◆ **WRITTEN REQUEST A**
Find every line of the rows below that contains the string "shoe", and copy each such line. Case counts.

◆ **SELECTED EXCERPT**

───

3

I have a substantially large dataset which includes more than 100 coefficients and thousands of entries. Therefore, I would like to use the Lasso approach for model training.

I am currently looking into the sci-kit documentation for:

Although the implementation seems straight forward, I was unable to find an input argument which allows restricting the maximum number of non-zero coefficients, e.g. to 10.

To be more clear, in the MatLab implementation of Lasso, the parameter 'DFMax' allows for the above.

Is there such an option in any Python implementation?

frek13
  • 162
  • 3
  • 8
  • 1
    +1 because [statsmodels](http://statsmodels.sourceforge.net/devel/generated/statsmodels.regression.linear_model.OLS.fit_regularized.html#statsmodels-regression-linear-model-ols-fit-regularized) also doesn't appear to have a DFMax parameter. – gerowam Jan 27 '17 at 19:25
  • Hmm. Just a theory-remark: Hard-constraints on the number of non-zero coeffs transforms this easy problem (which is in complexity class P) into a hard one (NP-hard) which is in general infeasible to solve. Not sure how matlab is handling this (not much possible besides branch and bound). I would not be surprised to see a huge performance drop then. You can easily define this problem as mixed-integer programming problem in cvxpy for example. – sascha Jan 27 '17 at 22:14

2 Answers2

0

Restricting directly the number of nonzero coefficients is an NP-hard problem, and this is one of the beauty of LASSO which asymptotically solves this NP-hard problem.

I don't know the implement of DFMax in Matlab, but my suggestion is do the following:

  1. Use LassoCV to find the best alpha value.
  2. If the number of nonzero coefficients is smaller than your limit, take this alpha value.
  3. If the number of nonzero coefficients is larger than your limit, use Lasso and a list of increasing alphas with your LassoCV's alpha as the minimum value, and stop when the number of nonzero coefficients is equal or below your threshold.

───

◆ **INFORMATION SUPPLIED**
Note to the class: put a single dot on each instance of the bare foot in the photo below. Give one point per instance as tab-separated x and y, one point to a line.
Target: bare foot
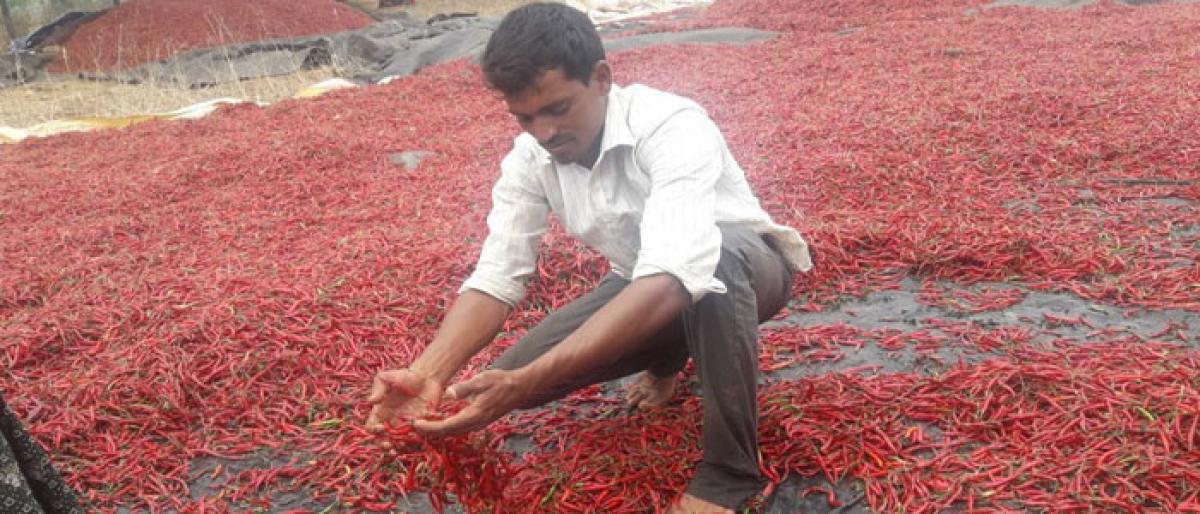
691	504
649	390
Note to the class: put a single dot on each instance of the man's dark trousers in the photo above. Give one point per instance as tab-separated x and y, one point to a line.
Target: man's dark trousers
719	333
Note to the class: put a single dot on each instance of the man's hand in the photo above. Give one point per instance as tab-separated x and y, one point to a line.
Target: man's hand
492	394
401	394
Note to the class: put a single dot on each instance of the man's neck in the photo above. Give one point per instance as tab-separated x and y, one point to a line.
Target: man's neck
593	155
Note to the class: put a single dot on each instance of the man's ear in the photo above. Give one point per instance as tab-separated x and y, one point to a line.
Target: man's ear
601	76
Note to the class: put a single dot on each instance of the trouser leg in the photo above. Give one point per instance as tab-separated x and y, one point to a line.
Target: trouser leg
723	334
720	333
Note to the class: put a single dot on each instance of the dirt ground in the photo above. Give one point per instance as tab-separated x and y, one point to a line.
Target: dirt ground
66	97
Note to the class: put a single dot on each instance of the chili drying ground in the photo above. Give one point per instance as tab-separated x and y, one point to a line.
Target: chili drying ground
177	297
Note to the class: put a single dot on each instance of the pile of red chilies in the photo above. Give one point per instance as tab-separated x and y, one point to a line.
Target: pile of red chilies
225	288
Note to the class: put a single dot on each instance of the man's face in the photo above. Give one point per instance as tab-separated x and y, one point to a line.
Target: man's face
563	114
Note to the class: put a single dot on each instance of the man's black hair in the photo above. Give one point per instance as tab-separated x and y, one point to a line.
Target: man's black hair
539	37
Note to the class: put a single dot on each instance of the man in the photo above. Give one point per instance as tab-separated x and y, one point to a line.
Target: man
646	179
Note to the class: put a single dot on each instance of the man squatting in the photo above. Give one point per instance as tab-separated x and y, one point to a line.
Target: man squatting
646	179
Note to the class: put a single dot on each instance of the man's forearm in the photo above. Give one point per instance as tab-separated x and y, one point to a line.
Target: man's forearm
623	324
471	323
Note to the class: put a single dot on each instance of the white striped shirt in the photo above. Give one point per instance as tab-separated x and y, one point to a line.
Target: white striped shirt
653	203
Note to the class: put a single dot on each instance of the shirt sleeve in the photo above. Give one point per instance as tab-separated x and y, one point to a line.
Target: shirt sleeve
515	225
684	160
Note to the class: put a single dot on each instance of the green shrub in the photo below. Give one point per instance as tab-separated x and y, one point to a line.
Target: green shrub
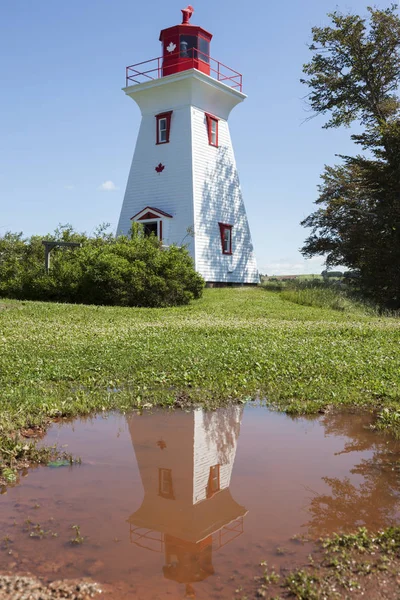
123	271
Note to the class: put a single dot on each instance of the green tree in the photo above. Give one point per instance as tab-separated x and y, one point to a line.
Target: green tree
123	271
354	75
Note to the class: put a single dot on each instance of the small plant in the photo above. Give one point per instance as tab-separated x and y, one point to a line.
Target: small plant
78	539
9	475
302	585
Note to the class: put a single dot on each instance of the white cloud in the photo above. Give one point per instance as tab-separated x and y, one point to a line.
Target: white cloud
108	186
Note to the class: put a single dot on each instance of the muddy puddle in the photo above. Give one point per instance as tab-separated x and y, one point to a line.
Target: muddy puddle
185	505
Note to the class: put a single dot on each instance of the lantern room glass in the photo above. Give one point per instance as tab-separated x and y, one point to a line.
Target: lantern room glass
188	46
204	50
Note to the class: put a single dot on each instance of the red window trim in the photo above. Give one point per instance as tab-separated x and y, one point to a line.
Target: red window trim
222	227
167	116
210	119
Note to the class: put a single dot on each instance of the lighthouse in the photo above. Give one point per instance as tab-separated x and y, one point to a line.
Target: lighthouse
183	185
187	513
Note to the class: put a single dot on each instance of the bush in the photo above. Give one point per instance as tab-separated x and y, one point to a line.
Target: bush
123	271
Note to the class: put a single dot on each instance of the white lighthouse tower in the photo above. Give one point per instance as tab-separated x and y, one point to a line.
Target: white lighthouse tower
187	513
183	184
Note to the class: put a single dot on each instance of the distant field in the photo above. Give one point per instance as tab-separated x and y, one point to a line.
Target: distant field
232	344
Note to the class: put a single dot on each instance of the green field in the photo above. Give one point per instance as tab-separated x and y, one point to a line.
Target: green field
233	344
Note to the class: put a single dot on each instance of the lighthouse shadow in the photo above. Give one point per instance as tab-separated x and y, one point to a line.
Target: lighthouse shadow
222	202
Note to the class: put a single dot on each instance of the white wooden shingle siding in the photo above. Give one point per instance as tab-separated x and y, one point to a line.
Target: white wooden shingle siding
215	440
199	185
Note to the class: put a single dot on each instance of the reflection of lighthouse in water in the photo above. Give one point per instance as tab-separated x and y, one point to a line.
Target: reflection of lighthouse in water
185	462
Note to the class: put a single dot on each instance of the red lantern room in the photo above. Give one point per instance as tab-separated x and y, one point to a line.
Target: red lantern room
185	46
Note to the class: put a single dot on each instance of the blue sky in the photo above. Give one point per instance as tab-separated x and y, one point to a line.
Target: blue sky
66	128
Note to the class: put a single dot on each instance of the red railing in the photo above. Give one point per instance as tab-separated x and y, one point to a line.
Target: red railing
154	69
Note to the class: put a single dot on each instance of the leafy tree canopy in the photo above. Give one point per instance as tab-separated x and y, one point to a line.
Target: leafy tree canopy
354	75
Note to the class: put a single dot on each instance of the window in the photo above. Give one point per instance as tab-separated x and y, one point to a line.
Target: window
212	128
150	228
226	238
165	487
213	485
163	127
188	46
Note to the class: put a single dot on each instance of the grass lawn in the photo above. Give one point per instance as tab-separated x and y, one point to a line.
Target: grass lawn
235	344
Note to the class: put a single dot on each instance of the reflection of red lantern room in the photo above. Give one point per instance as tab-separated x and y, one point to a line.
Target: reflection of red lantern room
185	462
183	164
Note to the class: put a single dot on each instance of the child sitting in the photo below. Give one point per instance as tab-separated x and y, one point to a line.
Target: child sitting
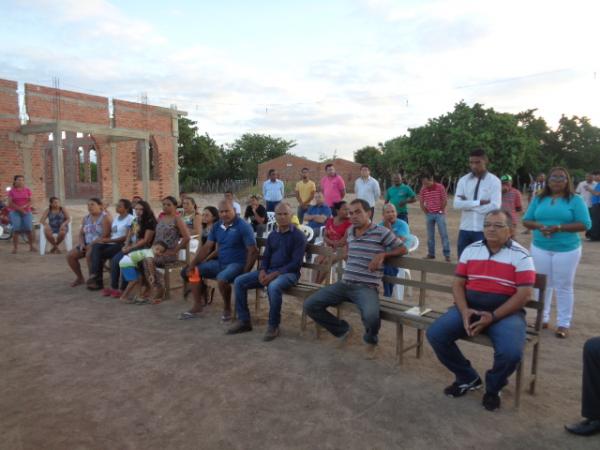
132	273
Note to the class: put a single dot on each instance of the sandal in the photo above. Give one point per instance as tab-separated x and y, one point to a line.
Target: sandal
189	315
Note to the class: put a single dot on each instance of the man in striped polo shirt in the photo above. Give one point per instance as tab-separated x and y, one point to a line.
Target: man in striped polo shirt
494	280
368	245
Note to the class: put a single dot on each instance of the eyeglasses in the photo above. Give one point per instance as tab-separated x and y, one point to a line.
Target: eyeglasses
496	226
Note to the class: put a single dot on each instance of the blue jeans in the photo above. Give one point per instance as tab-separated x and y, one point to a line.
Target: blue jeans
364	297
274	291
508	338
21	223
272	205
440	220
466	238
388	288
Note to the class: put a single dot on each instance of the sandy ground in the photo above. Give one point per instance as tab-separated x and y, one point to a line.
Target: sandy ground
78	371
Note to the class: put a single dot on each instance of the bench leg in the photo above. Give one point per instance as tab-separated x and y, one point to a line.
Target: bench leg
534	361
519	379
420	334
400	342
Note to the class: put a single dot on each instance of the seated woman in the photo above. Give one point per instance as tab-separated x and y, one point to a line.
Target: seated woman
94	227
257	215
108	247
172	230
191	216
58	222
140	236
335	233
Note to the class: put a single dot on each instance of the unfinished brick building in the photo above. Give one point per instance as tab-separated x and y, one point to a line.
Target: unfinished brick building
72	147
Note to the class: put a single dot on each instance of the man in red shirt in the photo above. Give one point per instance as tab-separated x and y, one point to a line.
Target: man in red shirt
511	200
433	199
494	280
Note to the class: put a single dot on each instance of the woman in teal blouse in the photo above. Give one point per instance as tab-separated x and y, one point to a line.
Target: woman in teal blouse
557	216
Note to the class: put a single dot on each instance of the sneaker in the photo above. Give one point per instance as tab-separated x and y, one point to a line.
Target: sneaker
458	390
239	327
271	334
490	401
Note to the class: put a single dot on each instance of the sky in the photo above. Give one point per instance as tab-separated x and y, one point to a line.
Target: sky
332	75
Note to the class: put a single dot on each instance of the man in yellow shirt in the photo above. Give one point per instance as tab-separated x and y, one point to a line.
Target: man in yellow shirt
305	192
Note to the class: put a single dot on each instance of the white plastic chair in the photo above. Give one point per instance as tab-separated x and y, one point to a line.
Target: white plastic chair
308	232
398	293
68	239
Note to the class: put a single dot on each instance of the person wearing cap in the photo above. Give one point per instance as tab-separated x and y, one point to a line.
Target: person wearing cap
511	199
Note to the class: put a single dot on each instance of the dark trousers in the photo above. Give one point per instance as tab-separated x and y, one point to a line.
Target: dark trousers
590	395
100	253
594	233
466	238
364	297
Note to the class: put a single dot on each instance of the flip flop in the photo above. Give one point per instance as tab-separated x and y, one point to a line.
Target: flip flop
188	315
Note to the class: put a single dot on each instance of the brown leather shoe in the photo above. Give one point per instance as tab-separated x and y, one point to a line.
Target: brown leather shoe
562	332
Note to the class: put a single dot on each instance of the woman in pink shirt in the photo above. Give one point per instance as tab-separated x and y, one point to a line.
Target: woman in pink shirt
19	206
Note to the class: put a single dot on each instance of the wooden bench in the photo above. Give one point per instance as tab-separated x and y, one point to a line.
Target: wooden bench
395	311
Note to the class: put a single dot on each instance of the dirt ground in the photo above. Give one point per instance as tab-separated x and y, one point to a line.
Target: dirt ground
78	371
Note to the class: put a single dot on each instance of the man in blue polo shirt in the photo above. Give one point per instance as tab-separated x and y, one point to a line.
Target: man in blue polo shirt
233	239
279	270
318	213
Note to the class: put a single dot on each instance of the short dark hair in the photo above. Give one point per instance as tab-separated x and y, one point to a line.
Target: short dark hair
493	212
163	244
363	203
479	152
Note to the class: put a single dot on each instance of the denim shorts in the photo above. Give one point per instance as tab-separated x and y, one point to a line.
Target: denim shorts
21	223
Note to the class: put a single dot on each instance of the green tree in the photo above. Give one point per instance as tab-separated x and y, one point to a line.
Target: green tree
245	154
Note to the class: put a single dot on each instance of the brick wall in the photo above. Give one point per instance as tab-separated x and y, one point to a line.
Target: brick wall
45	104
289	167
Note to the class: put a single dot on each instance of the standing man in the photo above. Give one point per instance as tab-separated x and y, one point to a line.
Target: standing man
511	200
279	270
273	191
305	192
367	248
433	200
367	188
332	186
318	213
400	194
233	238
537	186
477	193
494	280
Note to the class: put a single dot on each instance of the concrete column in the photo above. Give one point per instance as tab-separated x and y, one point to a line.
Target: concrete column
114	170
146	169
58	166
175	134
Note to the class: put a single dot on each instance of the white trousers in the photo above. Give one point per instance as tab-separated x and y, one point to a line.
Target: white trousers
559	268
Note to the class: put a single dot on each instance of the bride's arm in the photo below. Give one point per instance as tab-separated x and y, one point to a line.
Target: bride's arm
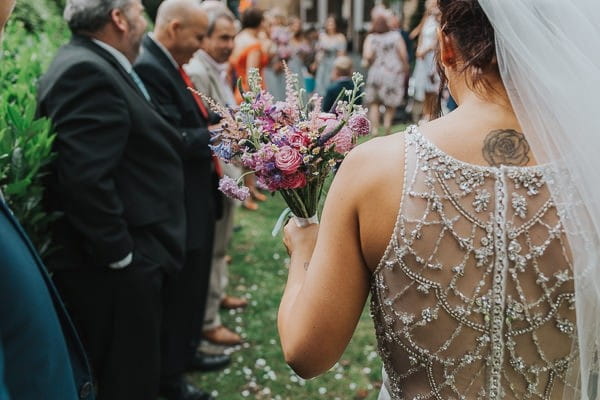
326	290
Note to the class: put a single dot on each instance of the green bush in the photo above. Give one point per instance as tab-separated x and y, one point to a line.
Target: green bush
31	40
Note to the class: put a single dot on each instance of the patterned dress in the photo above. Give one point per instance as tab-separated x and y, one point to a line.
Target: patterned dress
474	296
385	79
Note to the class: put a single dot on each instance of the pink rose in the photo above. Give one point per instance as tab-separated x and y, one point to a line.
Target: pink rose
293	181
288	160
359	124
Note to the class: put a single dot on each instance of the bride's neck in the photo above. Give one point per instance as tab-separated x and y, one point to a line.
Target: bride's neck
492	94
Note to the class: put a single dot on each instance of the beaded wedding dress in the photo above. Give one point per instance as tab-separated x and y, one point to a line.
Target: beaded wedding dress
474	296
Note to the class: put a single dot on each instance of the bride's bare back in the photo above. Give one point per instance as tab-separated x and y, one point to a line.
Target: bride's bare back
471	276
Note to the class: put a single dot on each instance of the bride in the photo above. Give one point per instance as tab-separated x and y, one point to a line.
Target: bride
476	234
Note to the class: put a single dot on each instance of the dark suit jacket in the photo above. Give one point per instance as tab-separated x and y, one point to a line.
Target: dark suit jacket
118	175
42	355
176	104
334	90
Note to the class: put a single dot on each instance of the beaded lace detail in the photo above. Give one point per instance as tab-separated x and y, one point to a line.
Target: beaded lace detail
474	296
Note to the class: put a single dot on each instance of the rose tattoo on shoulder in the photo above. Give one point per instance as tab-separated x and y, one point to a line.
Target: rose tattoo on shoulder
506	147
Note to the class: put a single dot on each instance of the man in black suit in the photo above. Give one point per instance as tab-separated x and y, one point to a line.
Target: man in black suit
179	29
41	356
118	181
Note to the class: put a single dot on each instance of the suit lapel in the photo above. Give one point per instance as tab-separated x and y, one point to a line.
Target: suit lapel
164	61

───

◆ **WRITTEN REQUEST B**
Translate this sentence from the Lasso thread above into Spanish: "I have a substantially large dataset which includes more than 100 coefficients and thousands of entries."

◆ **FULL OUTPUT A**
Note to the class: put a single dot on each instance of the brown leather shoe in the photo above. Give one point per instance as tab-separated x and y, one point to a line.
Target: brown leather shoe

◆ **FULL OUTPUT B**
Tengo un conjunto de datos considerablemente grande que incluye más de 100 coeficientes y miles de entradas.